オゾン水生成器とは
図1. オゾンの特徴
オゾン水生成装置とは、純水や空気などを原料として水中に低濃度のオゾンを生成させる装置です。
オゾンは酸素原子3つが結合して形成される分子で、オゾン水はこのオゾンが水に溶けた水溶液です。オゾンは酸化力が高く反応性に富んでいますので、炭水化物とよく反応し、分解してしまいます。この作用を利用して殺菌や脱臭、漂白などを行います。
オゾン水生成器の使用用途
オゾンは酸化力が高いため、雑菌や微生物の除去や汚れの分解などに利用されています。また、オゾン水は使用後に水と酸素に戻るため、薬剤などの残留がなく安全性が高いことが特徴です。そのため、食品、飲食、医療など幅広い分野で利用されています。
オゾン水生成器は食品の洗浄や殺菌、脱臭などに使用されており、鮮度保持の効果も見込まれます。
現在では水道水の殺菌などにも使用されており、旧来の塩素のみの殺菌と比べ異臭味の低減に寄与しています。オゾンは人体に有害ですが、水中に存在する炭化水素と反応して酸素分子になり、反応せずに残ったオゾンは活性炭を用いて酸素に戻すため、家庭に配分される際にはオゾンは残留していません。ただし、オゾンは分解しやすいため、水道水の安全のため次亜塩素酸ナトリウムによる消毒は現在も行われています。

## データ一覧
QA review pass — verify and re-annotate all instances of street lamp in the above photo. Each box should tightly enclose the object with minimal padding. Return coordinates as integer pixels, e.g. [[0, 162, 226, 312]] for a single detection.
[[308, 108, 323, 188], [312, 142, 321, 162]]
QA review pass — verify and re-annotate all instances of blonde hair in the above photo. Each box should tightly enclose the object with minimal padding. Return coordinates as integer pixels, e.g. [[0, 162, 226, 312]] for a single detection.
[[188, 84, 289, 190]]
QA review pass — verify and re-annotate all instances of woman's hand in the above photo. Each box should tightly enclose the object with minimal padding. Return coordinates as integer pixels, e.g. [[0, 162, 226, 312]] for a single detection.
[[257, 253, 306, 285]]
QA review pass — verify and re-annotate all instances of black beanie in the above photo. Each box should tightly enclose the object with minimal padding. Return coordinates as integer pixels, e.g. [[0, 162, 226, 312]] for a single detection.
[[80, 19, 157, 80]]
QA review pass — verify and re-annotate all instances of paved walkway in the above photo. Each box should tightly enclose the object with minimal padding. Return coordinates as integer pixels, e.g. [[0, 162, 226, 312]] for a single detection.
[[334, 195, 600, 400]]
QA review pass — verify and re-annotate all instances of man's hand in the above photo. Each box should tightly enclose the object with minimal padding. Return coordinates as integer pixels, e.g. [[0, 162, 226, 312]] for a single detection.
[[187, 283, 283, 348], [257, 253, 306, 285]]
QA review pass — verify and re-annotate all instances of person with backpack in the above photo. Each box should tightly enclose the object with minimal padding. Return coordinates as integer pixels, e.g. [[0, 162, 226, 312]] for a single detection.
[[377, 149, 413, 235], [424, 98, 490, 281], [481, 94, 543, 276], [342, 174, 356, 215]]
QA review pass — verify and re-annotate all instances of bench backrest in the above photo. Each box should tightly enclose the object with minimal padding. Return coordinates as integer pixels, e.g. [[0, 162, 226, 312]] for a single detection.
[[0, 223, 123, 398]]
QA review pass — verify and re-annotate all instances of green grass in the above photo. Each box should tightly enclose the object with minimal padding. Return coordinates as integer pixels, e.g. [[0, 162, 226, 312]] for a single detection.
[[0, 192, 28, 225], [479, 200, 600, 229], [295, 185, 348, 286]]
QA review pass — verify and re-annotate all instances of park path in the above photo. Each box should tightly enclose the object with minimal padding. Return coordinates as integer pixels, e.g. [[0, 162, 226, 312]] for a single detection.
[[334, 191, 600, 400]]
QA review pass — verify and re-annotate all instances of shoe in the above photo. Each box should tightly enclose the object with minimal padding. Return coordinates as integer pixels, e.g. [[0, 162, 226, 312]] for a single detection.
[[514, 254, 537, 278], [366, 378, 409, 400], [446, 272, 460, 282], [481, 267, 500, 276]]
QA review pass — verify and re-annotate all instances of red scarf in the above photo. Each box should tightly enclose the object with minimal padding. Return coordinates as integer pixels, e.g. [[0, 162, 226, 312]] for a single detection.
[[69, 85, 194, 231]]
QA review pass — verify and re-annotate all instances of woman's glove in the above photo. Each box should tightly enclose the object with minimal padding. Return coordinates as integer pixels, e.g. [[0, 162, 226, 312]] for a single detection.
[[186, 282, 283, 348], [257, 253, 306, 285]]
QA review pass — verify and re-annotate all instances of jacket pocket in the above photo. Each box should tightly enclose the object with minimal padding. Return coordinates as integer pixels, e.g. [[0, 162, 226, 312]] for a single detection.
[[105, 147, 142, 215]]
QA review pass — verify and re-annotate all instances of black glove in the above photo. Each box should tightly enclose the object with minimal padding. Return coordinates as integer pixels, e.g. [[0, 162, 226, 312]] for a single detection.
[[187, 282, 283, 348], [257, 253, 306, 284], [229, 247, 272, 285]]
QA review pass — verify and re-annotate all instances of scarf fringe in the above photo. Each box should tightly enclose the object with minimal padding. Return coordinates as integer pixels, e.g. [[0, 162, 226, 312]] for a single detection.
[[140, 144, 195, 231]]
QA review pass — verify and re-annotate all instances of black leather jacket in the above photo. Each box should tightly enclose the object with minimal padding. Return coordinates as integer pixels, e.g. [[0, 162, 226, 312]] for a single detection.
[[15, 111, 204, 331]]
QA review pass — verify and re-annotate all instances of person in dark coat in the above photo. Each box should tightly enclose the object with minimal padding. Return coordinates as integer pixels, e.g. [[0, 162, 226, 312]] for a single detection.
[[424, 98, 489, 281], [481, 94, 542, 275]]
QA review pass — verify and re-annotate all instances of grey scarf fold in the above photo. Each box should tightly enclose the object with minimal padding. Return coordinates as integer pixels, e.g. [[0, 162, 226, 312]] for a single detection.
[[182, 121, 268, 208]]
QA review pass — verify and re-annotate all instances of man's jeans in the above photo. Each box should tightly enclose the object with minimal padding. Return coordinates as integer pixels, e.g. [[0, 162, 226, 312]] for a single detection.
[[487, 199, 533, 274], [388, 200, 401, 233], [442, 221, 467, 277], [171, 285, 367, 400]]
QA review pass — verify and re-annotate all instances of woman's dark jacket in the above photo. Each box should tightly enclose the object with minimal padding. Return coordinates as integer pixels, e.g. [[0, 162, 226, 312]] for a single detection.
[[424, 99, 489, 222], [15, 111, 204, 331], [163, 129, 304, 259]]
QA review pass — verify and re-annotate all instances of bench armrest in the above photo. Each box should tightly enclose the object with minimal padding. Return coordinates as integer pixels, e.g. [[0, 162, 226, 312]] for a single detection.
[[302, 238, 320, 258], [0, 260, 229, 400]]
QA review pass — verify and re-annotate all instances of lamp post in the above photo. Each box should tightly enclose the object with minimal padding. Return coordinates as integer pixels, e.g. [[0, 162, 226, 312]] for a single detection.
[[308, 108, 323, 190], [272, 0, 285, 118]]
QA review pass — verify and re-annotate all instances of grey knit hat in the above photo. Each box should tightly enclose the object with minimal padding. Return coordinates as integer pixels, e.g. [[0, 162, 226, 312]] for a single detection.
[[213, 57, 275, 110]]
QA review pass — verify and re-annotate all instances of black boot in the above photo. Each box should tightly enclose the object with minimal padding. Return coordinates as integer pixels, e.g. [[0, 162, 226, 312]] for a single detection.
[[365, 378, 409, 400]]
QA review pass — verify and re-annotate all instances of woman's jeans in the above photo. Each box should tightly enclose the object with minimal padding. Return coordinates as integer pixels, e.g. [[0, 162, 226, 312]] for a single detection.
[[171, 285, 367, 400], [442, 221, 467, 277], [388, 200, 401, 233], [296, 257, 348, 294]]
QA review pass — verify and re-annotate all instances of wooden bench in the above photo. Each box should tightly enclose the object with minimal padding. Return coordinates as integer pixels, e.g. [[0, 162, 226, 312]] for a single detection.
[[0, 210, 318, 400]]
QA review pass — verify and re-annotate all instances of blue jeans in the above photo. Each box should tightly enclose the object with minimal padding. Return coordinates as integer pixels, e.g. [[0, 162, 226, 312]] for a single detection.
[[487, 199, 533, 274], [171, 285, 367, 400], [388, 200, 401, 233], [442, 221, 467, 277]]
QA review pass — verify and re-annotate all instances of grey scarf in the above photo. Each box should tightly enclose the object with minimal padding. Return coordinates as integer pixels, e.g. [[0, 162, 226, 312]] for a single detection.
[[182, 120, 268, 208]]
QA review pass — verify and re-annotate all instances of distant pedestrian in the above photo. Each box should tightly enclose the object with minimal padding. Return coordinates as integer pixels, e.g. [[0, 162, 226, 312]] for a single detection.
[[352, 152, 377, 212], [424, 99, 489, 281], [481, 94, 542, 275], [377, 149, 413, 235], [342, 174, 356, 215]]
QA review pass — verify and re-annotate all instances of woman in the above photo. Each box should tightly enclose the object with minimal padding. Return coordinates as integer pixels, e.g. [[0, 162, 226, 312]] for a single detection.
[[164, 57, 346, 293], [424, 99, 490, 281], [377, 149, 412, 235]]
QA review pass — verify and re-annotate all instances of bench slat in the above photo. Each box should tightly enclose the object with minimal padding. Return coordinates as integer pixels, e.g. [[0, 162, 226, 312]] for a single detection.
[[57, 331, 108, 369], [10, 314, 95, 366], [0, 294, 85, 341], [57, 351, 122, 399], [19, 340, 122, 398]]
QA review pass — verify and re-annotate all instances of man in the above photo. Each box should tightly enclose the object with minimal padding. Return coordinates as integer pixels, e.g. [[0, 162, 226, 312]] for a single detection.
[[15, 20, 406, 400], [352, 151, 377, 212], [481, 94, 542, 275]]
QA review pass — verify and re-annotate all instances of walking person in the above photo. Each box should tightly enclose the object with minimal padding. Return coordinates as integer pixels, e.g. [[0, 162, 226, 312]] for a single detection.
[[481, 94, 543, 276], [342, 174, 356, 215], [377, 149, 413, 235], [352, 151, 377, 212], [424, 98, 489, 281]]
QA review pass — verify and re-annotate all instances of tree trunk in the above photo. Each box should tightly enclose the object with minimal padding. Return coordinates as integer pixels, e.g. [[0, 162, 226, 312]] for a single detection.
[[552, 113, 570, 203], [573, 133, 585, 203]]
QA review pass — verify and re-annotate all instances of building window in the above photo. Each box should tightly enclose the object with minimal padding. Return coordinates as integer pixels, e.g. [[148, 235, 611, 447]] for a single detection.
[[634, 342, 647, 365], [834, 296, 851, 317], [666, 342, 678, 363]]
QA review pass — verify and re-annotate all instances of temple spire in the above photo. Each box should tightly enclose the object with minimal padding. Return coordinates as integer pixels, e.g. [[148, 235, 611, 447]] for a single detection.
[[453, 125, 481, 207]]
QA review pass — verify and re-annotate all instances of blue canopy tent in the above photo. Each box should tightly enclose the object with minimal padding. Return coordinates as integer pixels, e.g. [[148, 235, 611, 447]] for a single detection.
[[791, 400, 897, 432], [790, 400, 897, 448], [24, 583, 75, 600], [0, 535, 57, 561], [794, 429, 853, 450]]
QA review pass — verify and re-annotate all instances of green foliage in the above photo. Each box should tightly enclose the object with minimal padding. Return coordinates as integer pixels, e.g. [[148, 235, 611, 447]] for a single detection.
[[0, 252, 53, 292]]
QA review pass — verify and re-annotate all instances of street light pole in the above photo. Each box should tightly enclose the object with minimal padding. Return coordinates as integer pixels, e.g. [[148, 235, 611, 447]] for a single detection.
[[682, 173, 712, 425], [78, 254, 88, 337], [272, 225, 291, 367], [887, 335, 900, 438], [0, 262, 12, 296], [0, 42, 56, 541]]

## 課題概要 A
オゾン水生成器の解説文をもとに、次の問いに答えてください。
(i) オゾンは酸素原子いくつが結合してできる分子ですか。
(ii) オゾン水は使用後に何に戻りますか。
(iii) 水道水の処理で反応せずに残ったオゾンは、何を用いて酸素に戻されますか。
## 課題概要 B
オゾン水生成器の解説文から、「オゾンは酸素原子3つが結合し」で始まり「消毒は現在も行われています。」までの部分を、一字も変えずに書き写してください。

## 模範解答 A
(i) 3つ
(ii) 水と酸素
(iii) 活性炭

## 模範解答 B
オゾンは酸素原子3つが結合して形成される分子で、オゾン水はこのオゾンが水に溶けた水溶液です。オゾンは酸化力が高く反応性に富んでいますので、炭水化物とよく反応し、分解してしまいます。この作用を利用して殺菌や脱臭、漂白などを行います。
オゾン水生成器の使用用途
オゾンは酸化力が高いため、雑菌や微生物の除去や汚れの分解などに利用されています。また、オゾン水は使用後に水と酸素に戻るため、薬剤などの残留がなく安全性が高いことが特徴です。そのため、食品、飲食、医療など幅広い分野で利用されています。
オゾン水生成器は食品の洗浄や殺菌、脱臭などに使用されており、鮮度保持の効果も見込まれます。
現在では水道水の殺菌などにも使用されており、旧来の塩素のみの殺菌と比べ異臭味の低減に寄与しています。オゾンは人体に有害ですが、水中に存在する炭化水素と反応して酸素分子になり、反応せずに残ったオゾンは活性炭を用いて酸素に戻すため、家庭に配分される際にはオゾンは残留していません。ただし、オゾンは分解しやすいため、水道水の安全のため次亜塩素酸ナトリウムによる消毒は現在も行われています。